# Assignment
Below are some records. Copy every line in them that holds "license".

(Source data)
= = =

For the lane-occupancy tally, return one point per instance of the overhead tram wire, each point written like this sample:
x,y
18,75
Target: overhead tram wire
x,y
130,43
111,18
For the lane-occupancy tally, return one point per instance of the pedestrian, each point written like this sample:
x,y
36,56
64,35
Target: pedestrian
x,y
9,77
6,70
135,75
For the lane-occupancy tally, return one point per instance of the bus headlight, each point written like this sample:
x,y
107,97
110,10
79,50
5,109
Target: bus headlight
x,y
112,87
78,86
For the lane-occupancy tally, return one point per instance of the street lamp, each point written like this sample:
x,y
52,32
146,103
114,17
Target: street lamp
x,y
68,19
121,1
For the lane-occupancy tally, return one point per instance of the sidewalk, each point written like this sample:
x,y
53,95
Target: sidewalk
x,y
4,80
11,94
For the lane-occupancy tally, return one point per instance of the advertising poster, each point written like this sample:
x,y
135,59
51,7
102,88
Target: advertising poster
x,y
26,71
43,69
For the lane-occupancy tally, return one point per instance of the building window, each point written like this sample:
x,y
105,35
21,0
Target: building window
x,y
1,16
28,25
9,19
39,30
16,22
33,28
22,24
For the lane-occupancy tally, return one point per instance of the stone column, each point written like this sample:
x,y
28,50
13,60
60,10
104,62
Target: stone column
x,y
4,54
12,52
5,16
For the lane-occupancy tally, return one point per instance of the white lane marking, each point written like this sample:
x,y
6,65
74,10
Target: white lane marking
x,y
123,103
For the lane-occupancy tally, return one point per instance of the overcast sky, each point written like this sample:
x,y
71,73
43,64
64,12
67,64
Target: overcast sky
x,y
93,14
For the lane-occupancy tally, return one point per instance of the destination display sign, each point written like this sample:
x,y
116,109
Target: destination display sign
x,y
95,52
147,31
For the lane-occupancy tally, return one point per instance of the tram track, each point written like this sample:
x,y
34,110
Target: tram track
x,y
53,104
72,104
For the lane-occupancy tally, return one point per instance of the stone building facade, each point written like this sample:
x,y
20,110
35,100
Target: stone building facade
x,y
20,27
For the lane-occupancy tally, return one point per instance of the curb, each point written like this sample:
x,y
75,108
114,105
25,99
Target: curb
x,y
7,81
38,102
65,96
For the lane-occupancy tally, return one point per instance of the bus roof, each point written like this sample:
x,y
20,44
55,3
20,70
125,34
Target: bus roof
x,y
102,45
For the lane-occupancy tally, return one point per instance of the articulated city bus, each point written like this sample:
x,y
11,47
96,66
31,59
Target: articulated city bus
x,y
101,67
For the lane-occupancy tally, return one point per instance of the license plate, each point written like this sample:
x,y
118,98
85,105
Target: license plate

= = =

# Answer
For the lane-occupancy tally, return one point per instance of the license plate, each point written like this sample:
Target: license plate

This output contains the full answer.